**Текст для чтения**
Пейзажи напоминают виды родной природы. Вряд ли есть человек, которому такое напоминание неприятно. Мне приходилось ездить по городам и селам Западной Сибири. Там пейзажи называют «видочками». «Дайте мне, пожалуйста этот видок», — говорят продавцу в книжном магазин. Это, конечно, не сознательный, но точный перевод слова «пейзаж» («вид природы») с французского языка. Изображение этих видов — одна из целей такого рода живописи, но не единственная.
Вначале к пейзажам относятся как к самой понятной вещи, как к художественному перечню красивых мест и сравнивают по степени красивости самого места. Открытия здесь начинаются значительно позже, они требуют, если можно так выразиться, особого воспитанного в себе душевного слуха на живопись. Десять раз вы будете смотреть эту картину, и она будет молчать, но вдруг вы услышите тихий вечерний звон, как услышал его однажды человек, наделенный тончайшей душевной структурой — Антон Павлович Чехов. Вы услышите, как поскрипывают уключины от мерных взмахов гребцов, как скользит по тихой воде лодка с людьми, очарованными прелестью уходящего солнца, услышите негромкие и нечастые удары колокола одиноко стоящей церкви. Вас охватит грусть, заноет где-то в груди, комок подступит к горлу. Радужная точка картины там, где лодка проходит сквозь луч солнца, напомнит какой-то момент вашей жизни, который и назвать нельзя. Вам станет жалко себя, радостно и удивительно спокойно.

**Условия задания**
[1] Как в городах и селах Западной Сибири называют пейзажи, согласно тексту о пейзажах?
[2] Обновите фрагмент текста о пейзажах, начиная со слов «Пейзажи напоминают виды» и дальше вплоть до слов «но не единственная.», поставив «Урала» вместо «Западной Сибири».
[3] Напишите продолжение текста о пейзажах, которое начинается сразу после его последнего предложения.
Эти записи взяты из другого источника.

**Извлеченные записи**
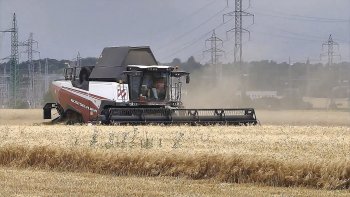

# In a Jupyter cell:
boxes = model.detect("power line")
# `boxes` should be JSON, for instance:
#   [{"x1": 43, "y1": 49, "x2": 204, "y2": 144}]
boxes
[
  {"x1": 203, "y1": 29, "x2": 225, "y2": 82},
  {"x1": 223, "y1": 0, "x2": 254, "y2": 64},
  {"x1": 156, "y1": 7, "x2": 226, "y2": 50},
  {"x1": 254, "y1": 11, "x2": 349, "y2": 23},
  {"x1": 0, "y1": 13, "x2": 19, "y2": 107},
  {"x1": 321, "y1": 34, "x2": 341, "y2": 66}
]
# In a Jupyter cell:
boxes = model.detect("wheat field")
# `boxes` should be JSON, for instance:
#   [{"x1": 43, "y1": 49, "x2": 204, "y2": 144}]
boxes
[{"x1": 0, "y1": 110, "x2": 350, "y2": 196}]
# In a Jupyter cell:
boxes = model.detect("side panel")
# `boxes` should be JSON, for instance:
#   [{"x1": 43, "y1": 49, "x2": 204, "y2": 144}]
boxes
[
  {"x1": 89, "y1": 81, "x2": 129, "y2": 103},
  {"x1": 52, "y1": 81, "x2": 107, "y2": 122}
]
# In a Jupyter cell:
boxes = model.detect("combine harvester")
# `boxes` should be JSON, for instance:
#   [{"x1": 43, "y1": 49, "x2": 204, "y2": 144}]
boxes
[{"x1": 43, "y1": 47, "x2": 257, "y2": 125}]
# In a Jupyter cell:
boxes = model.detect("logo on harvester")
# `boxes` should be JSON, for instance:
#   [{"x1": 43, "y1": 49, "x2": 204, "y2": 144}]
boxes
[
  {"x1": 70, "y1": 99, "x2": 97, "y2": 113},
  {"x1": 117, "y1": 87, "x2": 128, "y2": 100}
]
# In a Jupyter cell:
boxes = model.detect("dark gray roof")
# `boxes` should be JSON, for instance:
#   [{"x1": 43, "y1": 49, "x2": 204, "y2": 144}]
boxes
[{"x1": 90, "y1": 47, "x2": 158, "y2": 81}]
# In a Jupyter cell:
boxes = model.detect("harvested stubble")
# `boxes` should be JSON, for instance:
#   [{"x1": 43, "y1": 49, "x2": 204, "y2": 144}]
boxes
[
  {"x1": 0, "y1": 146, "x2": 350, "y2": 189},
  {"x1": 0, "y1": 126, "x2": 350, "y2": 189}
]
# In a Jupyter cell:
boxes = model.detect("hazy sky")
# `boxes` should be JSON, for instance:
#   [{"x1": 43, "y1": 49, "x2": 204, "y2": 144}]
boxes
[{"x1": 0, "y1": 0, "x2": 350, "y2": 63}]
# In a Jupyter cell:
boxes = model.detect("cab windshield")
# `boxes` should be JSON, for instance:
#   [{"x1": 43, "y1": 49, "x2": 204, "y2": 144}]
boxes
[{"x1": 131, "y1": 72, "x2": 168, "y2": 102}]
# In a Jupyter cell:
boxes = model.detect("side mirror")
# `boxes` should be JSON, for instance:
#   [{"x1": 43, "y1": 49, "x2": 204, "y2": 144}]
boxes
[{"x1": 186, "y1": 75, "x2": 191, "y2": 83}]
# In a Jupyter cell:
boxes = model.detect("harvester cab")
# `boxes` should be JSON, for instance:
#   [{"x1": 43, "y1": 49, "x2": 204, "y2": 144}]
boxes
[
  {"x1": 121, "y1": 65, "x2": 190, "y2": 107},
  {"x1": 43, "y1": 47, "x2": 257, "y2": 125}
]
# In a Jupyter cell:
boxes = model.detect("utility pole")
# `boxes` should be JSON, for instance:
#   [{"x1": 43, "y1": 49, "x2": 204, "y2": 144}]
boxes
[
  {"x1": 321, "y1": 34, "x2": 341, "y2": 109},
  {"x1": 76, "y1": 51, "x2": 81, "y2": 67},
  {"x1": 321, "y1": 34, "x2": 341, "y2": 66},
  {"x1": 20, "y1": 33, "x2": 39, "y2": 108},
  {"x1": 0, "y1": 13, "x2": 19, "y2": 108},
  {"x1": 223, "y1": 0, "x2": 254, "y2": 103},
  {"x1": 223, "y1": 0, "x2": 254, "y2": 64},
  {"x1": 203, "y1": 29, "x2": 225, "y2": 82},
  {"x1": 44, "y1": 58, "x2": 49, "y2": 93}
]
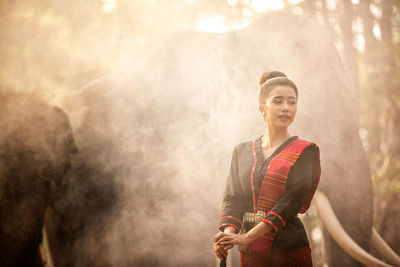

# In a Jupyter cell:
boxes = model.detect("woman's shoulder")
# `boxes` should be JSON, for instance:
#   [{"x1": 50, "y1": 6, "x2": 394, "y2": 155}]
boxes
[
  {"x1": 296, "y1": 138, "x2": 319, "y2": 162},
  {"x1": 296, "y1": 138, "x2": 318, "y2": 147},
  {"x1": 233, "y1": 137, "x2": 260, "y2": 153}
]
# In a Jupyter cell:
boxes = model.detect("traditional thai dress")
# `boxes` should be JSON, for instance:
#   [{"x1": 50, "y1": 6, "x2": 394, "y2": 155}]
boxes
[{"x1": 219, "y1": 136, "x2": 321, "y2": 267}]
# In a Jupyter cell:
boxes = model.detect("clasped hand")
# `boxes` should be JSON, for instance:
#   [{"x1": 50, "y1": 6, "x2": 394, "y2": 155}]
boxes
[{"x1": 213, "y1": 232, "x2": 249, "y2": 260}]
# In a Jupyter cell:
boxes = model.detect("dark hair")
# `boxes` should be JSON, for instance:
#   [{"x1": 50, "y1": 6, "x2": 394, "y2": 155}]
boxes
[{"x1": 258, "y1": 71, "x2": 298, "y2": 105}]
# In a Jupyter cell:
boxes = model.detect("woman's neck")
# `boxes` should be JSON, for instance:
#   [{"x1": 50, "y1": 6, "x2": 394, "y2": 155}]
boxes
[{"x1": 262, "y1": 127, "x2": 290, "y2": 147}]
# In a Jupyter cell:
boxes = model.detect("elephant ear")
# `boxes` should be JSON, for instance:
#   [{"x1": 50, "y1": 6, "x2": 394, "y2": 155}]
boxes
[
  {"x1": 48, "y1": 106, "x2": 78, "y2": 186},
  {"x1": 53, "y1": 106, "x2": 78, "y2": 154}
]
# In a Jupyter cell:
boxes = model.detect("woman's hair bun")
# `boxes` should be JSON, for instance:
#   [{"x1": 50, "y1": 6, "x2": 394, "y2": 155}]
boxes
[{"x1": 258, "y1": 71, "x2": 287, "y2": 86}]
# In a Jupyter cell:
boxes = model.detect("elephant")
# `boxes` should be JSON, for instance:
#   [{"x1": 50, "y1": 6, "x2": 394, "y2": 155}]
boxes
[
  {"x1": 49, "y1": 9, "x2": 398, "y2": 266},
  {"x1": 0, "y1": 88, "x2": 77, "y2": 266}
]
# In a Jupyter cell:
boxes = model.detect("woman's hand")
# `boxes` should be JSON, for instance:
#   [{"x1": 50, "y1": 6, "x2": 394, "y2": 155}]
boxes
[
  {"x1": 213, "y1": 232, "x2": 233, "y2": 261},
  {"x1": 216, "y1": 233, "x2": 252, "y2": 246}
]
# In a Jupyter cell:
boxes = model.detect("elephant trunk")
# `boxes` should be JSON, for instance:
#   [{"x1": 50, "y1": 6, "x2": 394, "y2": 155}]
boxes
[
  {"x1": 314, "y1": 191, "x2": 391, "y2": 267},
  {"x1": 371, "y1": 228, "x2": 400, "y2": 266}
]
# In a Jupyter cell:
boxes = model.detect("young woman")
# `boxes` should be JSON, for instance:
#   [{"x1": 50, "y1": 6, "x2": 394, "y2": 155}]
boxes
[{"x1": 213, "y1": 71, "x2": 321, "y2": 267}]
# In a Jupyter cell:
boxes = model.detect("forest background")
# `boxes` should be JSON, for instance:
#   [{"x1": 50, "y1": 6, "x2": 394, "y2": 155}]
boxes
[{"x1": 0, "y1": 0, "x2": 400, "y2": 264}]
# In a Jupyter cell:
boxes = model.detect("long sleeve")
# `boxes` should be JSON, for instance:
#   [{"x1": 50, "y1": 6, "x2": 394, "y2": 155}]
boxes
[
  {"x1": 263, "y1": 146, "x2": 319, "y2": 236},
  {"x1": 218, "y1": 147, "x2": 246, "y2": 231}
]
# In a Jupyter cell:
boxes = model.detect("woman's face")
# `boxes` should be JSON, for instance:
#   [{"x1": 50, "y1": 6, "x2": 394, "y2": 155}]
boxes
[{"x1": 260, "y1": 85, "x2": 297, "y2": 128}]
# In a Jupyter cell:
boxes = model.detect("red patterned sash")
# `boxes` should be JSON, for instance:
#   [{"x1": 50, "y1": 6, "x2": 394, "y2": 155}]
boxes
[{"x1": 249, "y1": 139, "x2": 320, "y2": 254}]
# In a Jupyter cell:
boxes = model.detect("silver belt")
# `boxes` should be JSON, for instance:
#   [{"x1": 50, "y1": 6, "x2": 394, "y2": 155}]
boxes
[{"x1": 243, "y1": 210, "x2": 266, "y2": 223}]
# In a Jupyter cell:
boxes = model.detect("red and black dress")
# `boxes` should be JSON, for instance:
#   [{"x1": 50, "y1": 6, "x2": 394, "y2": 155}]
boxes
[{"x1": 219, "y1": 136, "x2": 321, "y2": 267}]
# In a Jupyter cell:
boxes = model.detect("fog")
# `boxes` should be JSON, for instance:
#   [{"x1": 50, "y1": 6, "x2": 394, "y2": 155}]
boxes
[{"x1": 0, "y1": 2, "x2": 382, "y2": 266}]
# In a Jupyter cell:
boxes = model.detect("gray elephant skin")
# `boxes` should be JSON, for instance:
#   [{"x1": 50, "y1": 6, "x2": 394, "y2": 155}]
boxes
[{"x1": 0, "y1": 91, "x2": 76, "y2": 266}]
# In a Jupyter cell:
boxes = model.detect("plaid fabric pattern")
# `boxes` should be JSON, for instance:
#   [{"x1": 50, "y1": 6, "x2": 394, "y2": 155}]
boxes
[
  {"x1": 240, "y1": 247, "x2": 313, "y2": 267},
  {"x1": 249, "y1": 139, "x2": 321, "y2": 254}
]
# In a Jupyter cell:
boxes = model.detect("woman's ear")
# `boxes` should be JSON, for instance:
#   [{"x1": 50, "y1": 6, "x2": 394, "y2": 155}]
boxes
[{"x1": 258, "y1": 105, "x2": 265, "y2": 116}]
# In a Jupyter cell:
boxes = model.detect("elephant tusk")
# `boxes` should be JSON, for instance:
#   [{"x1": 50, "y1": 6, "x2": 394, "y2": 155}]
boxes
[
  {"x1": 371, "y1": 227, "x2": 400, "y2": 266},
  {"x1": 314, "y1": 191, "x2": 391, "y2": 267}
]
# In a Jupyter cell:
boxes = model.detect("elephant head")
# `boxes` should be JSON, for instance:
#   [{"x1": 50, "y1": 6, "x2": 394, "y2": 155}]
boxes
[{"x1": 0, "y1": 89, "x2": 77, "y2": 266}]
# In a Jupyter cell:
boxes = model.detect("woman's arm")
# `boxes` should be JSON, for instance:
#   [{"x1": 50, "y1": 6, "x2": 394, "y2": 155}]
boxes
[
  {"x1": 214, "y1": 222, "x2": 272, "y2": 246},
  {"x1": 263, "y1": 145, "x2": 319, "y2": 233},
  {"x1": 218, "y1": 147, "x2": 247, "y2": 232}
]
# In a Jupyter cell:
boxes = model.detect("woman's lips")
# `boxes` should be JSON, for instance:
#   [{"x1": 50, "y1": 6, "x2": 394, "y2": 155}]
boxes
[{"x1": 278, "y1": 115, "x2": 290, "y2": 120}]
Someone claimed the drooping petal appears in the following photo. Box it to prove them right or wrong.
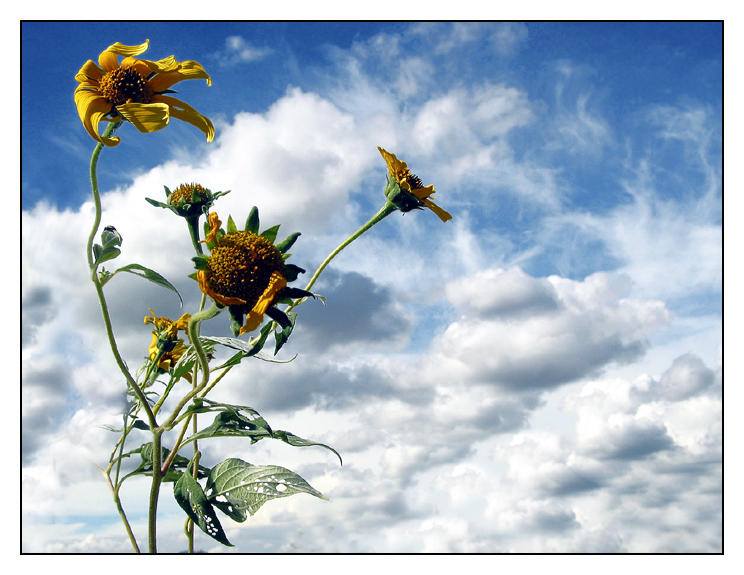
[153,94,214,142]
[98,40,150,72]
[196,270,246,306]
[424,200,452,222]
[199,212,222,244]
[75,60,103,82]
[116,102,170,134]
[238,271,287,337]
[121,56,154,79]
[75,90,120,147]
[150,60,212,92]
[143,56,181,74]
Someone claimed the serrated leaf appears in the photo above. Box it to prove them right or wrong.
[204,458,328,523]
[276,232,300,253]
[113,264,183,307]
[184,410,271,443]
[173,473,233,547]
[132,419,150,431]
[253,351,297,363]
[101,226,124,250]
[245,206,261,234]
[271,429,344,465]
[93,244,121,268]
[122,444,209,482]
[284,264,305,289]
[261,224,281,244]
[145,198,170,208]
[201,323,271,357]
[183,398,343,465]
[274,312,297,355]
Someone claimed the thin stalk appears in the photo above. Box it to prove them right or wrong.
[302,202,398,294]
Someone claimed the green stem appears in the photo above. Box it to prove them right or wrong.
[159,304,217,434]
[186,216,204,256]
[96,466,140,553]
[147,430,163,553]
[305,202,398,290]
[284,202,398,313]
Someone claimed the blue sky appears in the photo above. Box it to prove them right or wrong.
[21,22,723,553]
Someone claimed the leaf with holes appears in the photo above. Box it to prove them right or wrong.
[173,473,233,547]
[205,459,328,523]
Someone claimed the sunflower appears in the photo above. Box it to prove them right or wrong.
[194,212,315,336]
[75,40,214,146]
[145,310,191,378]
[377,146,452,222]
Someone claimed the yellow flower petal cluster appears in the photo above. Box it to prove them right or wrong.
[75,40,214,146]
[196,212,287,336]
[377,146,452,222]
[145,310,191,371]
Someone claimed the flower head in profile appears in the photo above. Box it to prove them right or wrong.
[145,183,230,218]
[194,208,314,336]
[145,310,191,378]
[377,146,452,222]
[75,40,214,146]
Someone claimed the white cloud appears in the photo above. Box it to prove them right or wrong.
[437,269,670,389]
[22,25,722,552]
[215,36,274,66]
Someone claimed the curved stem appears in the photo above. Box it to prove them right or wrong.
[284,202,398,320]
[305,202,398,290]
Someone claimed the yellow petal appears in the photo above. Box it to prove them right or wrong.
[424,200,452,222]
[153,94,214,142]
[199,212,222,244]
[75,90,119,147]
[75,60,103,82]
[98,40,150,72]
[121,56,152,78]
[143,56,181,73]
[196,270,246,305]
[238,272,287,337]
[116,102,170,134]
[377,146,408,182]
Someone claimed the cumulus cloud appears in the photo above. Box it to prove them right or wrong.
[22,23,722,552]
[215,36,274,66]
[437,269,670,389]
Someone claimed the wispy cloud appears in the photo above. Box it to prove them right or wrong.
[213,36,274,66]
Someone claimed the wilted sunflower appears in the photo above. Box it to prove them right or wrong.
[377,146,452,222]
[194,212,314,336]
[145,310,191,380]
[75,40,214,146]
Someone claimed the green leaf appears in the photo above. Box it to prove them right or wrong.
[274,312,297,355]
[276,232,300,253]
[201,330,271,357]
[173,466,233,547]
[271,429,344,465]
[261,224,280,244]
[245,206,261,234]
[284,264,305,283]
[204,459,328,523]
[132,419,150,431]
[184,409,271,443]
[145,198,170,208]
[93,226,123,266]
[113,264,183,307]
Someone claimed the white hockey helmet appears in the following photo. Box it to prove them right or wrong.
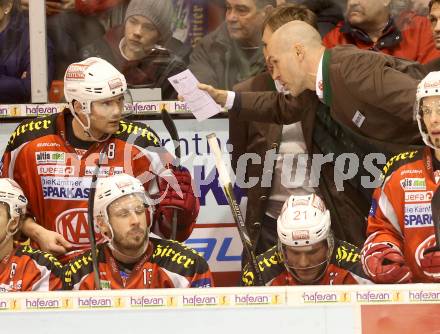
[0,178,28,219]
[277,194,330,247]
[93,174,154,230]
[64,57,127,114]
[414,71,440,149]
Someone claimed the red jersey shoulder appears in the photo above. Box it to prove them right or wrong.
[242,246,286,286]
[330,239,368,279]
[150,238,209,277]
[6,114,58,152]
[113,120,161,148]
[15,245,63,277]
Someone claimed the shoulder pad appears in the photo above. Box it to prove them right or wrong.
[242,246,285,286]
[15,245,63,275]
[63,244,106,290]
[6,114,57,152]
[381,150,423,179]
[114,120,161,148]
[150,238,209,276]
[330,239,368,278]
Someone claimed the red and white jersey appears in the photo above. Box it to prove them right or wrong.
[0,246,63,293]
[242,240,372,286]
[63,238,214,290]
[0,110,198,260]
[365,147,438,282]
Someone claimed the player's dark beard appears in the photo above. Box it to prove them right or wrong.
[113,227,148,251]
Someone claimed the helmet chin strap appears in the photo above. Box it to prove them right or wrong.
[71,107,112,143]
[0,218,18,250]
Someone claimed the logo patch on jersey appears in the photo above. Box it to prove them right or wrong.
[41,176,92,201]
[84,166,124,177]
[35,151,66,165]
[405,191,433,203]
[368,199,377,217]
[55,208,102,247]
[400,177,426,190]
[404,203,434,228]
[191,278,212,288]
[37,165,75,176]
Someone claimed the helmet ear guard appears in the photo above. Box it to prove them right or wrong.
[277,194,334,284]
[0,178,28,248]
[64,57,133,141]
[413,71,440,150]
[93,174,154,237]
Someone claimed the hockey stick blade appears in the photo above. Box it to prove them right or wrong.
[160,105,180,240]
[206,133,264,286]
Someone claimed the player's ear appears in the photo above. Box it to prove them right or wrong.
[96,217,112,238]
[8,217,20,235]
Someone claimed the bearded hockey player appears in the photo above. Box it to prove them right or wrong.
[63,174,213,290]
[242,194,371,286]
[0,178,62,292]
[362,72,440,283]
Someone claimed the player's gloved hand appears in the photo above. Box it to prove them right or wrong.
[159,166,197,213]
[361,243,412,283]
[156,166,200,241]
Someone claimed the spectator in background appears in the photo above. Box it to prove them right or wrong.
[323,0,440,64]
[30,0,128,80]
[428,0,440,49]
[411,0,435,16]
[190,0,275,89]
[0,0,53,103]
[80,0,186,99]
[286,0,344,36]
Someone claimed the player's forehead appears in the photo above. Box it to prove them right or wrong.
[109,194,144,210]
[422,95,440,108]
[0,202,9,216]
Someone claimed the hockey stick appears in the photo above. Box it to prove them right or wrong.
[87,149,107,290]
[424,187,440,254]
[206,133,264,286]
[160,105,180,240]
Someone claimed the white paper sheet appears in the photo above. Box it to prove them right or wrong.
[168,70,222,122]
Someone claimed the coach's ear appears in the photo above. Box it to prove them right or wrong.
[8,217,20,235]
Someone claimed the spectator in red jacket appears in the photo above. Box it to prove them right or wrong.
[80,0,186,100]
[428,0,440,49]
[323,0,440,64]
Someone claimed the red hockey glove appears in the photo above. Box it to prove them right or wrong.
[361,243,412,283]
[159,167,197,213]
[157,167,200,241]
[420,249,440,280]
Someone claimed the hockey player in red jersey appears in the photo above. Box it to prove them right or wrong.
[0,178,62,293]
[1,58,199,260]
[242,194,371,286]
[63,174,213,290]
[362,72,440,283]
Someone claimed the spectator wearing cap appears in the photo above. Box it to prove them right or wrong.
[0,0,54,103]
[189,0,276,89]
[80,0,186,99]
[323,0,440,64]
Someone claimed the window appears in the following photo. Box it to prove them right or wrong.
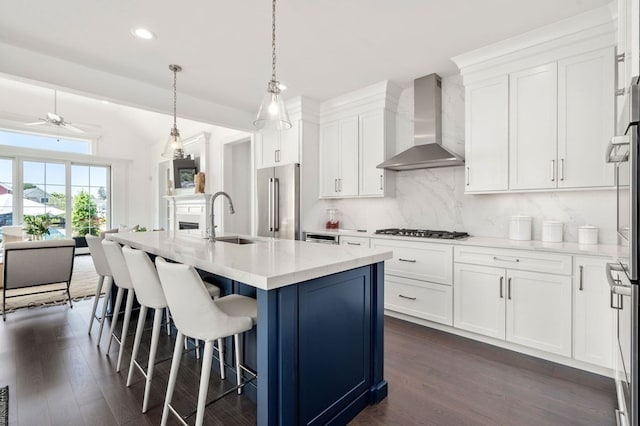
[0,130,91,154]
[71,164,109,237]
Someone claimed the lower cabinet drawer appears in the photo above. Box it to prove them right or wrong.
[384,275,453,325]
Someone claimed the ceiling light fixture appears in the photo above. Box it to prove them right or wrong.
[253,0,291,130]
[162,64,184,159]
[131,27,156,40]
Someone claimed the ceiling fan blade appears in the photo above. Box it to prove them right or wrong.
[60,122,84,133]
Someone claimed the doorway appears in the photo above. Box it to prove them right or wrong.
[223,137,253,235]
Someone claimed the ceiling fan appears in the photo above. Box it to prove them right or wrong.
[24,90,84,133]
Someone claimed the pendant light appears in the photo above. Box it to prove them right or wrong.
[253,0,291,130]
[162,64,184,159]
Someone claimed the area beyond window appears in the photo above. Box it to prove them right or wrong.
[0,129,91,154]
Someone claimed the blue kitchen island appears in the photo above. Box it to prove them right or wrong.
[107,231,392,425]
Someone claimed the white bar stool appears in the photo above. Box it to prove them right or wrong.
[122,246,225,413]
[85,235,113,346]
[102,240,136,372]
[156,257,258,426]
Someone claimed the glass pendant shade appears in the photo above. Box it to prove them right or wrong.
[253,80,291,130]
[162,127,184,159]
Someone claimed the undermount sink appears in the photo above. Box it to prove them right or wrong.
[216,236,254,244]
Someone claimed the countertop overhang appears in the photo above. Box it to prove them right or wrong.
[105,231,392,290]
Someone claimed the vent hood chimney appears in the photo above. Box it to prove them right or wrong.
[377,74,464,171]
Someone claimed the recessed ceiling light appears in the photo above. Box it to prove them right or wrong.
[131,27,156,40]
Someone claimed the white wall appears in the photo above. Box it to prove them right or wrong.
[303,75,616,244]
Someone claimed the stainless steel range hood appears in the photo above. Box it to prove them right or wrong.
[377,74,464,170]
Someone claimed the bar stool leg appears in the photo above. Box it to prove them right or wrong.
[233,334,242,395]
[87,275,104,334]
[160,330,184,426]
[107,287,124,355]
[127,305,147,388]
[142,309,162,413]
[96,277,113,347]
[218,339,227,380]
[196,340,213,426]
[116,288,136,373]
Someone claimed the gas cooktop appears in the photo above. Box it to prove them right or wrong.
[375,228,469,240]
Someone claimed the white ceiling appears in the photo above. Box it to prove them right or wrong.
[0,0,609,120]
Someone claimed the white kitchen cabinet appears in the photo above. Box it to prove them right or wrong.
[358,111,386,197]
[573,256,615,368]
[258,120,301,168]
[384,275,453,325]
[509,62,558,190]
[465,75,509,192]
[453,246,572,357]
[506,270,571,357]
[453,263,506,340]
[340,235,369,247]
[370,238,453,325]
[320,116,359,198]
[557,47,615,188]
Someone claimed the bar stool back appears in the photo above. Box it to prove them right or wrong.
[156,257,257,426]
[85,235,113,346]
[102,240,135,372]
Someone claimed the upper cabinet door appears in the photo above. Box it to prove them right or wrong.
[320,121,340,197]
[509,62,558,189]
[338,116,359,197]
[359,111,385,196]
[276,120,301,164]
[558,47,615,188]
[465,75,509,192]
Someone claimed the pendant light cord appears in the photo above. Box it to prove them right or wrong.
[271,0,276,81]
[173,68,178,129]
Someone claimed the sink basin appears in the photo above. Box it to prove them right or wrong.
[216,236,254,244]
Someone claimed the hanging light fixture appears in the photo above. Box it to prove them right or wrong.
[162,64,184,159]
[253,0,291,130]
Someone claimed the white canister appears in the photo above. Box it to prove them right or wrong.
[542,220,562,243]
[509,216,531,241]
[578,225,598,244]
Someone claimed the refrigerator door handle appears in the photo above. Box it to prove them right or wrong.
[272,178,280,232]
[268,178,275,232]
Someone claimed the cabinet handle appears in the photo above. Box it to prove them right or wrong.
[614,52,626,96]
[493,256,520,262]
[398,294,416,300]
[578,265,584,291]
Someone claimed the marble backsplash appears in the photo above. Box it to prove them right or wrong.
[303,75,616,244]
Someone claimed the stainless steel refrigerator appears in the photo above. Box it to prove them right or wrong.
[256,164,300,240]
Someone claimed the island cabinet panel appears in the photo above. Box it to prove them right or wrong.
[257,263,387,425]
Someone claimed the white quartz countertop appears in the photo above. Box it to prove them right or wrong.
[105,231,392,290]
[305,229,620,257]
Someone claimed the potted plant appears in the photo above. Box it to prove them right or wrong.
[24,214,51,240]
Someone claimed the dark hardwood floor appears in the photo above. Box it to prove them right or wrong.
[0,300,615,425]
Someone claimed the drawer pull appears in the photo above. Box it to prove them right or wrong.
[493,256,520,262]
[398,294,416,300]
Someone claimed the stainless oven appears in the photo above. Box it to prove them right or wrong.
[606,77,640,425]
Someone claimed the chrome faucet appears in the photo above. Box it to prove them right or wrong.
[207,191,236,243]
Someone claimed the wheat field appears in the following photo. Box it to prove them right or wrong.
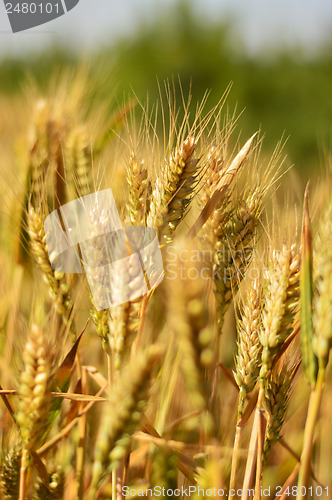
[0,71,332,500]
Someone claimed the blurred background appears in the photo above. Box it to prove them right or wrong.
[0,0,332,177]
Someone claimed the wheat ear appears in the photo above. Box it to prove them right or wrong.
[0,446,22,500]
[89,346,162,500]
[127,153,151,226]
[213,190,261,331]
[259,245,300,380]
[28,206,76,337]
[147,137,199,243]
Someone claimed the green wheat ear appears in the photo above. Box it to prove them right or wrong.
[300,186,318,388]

**Ответы**
[1] Там пейзажи называют «видочками».

[2]
Пейзажи напоминают виды родной природы. Вряд ли есть человек, которому такое напоминание неприятно. Мне приходилось ездить по городам и селам Урала. Там пейзажи называют «видочками». «Дайте мне, пожалуйста этот видок», — говорят продавцу в книжном магазин. Это, конечно, не сознательный, но точный перевод слова «пейзаж» («вид природы») с французского языка. Изображение этих видов — одна из целей такого рода живописи, но не единственная.

[3]
Мне грустно и легко; печаль моя светла;
Печаль моя полна тобою…
Не знаю ничего, что лучше выражало бы левитановскую картину, чем эти пушкинские строки!..
Вы, должно быть, уже догадались, что простота и сложность, понятия, которыми очень трудно оперировать в настоящем искусстве. Разве можно сказать — проста или сложна картина Левитана.
Эта картина иного типа, чем две предыдущие. Для того чтобы пережить ее, насладиться ею, вы должны отдать ей очень много своего настроения. Она располагает нас к этому, но вы должны уметь «заражаться» ею. «Вечерний звон» из тех произведений, которые сегодня могут оставить вас спокойными, а завтра перевернуть душу. Картина неисчерпаема. Редко удавалось художникам создавать такие произведения!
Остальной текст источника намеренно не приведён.